| Given task |
Leaving out all pictures, transcribe exactly the lines between the line with "Place one keypoint on each instance of the nightstand" and the last line of the records below, both included.

| Provided data |
====
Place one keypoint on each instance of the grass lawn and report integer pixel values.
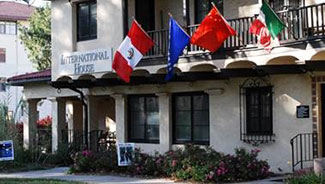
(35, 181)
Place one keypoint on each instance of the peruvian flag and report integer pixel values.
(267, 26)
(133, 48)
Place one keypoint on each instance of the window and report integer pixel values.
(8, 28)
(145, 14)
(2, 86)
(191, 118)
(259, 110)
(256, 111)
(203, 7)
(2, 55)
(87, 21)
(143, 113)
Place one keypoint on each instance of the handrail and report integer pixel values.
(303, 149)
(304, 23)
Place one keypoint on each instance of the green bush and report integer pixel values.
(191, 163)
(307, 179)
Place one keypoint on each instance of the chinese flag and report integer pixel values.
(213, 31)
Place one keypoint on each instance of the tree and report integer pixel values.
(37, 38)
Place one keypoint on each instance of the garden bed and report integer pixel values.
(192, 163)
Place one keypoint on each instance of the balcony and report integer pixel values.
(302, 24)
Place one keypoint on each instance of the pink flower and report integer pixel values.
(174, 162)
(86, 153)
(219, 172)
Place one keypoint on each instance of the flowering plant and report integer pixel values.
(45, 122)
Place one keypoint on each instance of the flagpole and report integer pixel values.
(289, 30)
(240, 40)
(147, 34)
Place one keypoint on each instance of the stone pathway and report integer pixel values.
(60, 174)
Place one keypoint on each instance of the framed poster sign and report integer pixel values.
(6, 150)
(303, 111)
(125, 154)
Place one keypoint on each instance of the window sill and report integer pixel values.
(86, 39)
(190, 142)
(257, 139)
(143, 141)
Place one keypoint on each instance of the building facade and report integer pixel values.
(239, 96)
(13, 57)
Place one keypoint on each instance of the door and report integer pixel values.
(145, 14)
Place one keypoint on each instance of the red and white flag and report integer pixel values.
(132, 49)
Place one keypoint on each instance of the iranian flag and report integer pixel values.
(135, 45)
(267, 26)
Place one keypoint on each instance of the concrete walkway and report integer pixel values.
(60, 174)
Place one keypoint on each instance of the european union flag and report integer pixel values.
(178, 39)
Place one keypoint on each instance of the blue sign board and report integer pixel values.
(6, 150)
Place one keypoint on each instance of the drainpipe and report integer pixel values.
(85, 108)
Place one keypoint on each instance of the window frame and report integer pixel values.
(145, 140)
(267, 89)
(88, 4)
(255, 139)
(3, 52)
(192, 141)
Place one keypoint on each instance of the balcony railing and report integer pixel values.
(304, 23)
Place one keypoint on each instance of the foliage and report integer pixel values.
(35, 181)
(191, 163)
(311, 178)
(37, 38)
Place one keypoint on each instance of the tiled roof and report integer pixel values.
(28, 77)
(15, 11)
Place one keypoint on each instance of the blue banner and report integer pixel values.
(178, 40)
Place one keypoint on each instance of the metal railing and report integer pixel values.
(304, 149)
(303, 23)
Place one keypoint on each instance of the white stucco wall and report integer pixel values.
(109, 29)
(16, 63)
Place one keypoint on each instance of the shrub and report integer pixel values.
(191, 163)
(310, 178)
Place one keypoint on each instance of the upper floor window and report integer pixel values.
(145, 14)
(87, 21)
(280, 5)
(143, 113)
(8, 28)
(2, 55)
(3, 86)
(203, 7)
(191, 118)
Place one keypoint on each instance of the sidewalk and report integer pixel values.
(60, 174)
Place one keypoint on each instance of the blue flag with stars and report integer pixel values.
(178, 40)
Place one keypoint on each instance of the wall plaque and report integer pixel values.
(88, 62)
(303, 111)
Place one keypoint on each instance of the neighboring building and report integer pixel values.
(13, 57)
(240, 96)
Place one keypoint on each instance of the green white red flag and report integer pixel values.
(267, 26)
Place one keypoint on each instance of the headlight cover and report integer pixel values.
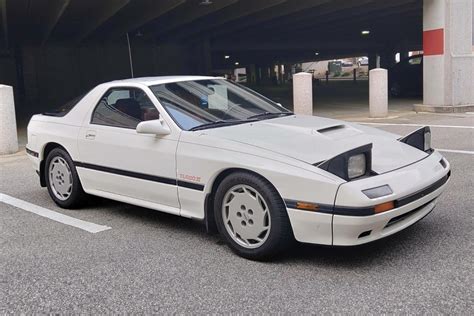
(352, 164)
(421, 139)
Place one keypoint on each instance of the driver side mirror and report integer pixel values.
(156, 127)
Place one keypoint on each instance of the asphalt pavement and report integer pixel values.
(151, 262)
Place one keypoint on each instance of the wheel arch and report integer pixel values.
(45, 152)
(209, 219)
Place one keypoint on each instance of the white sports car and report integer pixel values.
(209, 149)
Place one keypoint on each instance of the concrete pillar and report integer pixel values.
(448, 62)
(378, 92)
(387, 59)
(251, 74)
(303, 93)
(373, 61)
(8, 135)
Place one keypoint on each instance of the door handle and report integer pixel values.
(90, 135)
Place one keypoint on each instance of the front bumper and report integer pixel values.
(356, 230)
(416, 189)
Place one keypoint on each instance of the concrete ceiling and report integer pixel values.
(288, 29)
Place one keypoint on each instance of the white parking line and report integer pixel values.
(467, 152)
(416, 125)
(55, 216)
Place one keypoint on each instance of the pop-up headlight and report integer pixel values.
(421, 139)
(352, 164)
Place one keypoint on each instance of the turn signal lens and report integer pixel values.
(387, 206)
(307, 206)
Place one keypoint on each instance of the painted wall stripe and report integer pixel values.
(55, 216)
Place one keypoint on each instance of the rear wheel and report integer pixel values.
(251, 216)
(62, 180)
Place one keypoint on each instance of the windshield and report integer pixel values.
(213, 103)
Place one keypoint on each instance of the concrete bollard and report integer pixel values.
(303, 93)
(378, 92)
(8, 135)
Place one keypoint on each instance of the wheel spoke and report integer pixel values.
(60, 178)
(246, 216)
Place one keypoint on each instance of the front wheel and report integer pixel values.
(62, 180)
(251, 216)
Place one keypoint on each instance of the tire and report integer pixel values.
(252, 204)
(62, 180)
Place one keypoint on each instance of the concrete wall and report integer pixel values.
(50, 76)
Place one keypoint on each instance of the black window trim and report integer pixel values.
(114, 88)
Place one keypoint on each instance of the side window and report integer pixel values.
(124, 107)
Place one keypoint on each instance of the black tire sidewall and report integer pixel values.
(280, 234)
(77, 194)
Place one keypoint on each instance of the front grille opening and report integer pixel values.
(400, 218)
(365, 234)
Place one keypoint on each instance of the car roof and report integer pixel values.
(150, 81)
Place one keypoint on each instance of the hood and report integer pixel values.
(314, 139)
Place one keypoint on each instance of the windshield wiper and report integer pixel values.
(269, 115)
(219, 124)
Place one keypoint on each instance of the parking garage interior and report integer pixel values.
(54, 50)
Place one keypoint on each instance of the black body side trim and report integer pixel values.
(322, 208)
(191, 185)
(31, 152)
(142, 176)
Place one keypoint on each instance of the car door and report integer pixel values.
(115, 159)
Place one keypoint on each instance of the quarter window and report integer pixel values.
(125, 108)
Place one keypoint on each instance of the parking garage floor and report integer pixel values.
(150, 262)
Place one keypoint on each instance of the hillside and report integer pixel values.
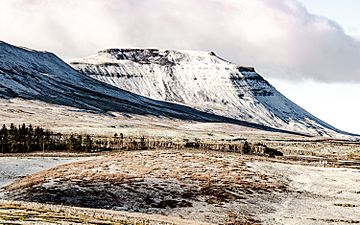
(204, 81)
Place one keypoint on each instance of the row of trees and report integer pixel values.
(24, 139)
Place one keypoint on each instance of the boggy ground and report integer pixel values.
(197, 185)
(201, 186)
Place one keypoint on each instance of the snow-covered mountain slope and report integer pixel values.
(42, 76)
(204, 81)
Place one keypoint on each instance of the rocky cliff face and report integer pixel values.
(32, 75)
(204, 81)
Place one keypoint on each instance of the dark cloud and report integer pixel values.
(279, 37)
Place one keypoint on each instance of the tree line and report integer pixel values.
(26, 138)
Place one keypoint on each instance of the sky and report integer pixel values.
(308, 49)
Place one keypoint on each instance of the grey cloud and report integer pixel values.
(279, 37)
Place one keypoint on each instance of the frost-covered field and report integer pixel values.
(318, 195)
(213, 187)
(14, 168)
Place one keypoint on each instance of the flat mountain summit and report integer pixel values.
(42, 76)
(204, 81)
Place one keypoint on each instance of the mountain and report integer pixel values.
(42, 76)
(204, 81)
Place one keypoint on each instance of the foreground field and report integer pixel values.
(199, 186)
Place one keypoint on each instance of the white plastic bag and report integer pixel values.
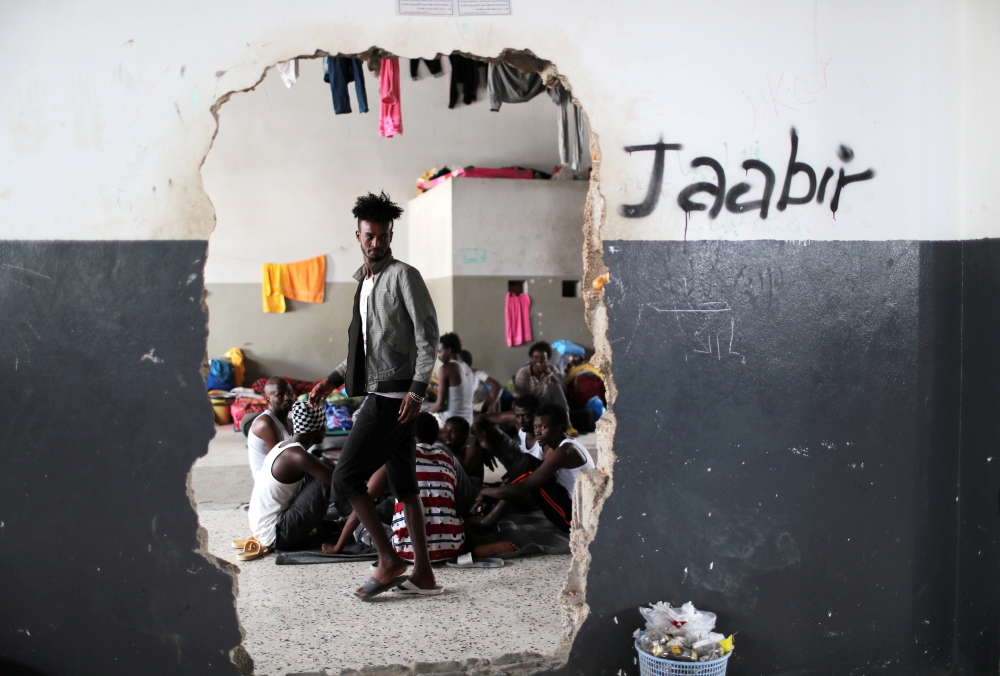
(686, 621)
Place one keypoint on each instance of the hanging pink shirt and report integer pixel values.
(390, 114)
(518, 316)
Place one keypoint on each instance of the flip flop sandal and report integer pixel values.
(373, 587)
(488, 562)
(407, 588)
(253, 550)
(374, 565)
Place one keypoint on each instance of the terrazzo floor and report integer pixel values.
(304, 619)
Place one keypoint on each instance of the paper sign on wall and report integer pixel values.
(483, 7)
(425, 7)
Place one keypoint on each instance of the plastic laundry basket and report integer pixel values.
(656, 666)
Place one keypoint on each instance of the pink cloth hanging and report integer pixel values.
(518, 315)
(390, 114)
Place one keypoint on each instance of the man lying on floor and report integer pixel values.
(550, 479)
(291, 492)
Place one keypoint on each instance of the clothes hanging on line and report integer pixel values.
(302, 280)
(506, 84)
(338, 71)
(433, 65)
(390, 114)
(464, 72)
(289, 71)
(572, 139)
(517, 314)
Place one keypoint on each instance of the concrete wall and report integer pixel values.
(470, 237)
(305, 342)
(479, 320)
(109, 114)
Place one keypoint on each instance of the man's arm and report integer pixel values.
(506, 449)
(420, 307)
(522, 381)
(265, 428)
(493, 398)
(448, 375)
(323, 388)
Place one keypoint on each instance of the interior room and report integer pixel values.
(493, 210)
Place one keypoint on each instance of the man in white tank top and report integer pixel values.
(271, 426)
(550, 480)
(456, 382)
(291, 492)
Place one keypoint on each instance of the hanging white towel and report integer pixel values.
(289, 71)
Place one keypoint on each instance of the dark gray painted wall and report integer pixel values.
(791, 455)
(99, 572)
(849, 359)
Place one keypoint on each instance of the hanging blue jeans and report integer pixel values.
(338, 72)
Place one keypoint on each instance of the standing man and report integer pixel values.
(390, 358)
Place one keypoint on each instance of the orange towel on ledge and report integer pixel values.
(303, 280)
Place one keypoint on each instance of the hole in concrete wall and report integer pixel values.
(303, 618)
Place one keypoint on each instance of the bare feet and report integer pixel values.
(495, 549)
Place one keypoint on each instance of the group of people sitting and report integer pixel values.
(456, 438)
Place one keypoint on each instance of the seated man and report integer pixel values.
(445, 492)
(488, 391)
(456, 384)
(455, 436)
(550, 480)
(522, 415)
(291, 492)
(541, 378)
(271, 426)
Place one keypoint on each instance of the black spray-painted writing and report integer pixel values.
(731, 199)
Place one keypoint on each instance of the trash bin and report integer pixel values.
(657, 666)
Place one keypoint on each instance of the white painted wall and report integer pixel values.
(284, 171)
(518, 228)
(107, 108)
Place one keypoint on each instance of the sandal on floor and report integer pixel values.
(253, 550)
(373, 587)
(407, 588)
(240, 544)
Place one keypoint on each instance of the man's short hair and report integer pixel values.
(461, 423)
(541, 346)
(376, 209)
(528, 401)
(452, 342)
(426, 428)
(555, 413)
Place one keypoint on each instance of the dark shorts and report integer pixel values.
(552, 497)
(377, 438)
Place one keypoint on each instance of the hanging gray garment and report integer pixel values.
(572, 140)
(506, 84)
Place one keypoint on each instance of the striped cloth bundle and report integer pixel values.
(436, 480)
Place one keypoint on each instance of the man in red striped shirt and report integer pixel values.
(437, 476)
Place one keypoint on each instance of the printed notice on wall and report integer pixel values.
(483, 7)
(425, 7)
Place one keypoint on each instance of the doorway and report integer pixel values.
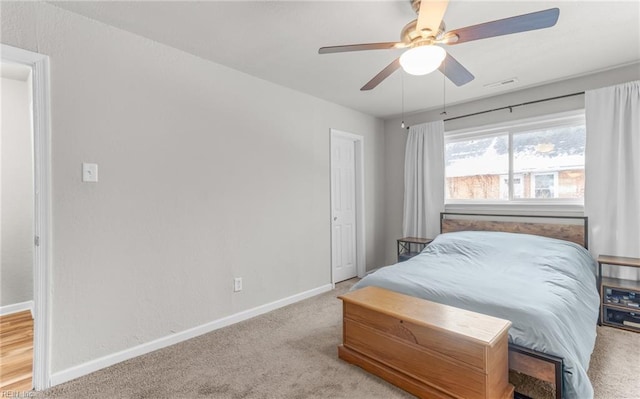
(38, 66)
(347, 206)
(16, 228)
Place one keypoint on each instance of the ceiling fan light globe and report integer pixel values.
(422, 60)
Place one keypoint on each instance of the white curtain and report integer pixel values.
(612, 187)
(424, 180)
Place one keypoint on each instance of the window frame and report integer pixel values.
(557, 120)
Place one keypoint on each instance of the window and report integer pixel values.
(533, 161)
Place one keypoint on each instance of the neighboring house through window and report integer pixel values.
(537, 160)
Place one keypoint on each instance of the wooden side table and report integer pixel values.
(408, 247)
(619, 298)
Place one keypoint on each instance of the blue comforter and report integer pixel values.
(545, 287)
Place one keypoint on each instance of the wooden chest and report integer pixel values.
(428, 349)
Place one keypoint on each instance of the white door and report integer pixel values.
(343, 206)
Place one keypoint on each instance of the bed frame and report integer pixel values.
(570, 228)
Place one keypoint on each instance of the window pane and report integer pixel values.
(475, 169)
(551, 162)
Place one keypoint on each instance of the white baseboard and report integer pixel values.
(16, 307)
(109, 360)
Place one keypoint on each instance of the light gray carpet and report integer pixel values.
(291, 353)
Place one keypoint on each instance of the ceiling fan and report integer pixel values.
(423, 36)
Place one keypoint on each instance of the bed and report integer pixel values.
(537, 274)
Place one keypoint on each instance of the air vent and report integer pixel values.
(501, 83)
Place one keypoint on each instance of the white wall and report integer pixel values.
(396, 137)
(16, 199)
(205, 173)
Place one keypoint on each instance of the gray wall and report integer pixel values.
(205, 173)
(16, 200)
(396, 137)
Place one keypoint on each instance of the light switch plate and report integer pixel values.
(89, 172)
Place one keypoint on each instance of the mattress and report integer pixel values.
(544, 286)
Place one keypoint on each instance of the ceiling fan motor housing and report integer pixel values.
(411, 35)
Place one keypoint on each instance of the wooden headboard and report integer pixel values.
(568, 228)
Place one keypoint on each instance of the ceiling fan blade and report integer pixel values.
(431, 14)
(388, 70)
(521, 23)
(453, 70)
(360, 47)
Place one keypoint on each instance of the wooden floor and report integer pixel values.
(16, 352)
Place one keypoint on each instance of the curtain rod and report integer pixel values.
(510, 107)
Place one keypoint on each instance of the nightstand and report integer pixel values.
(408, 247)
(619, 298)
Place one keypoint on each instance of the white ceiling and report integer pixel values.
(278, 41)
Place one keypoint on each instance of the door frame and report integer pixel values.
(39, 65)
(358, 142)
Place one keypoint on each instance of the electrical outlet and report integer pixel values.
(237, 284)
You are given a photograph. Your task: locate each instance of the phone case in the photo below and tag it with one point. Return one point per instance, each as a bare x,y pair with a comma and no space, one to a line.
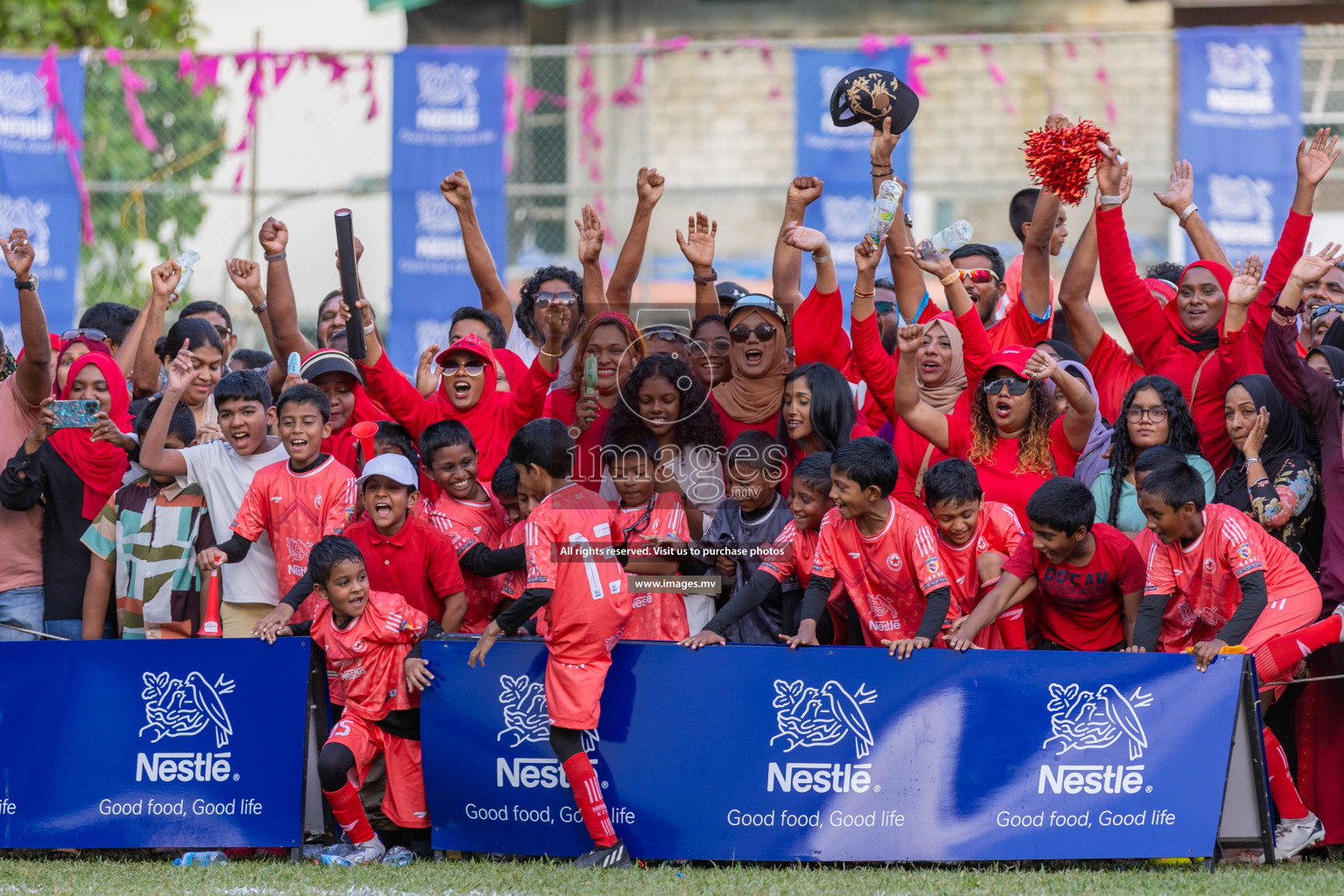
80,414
====
| Full response |
Place one keypoint on each instance of the nightstand and report integer pixel values.
(408, 247)
(619, 298)
Place one keypoint on each instance of the white ceiling and report integer pixel values.
(278, 41)
Place one keypoint on each instance of the door frame and report integer pixel values.
(39, 65)
(358, 142)
Place one keypoint on each instance of the electrical outlet and report integer pixel values.
(237, 284)
You are given a photograph. Your task: locate each instance of the phone case in the photo below and tag it with one point. Return one point per instance, each as a bare x,y pair with a comma and no space, one to a line.
80,414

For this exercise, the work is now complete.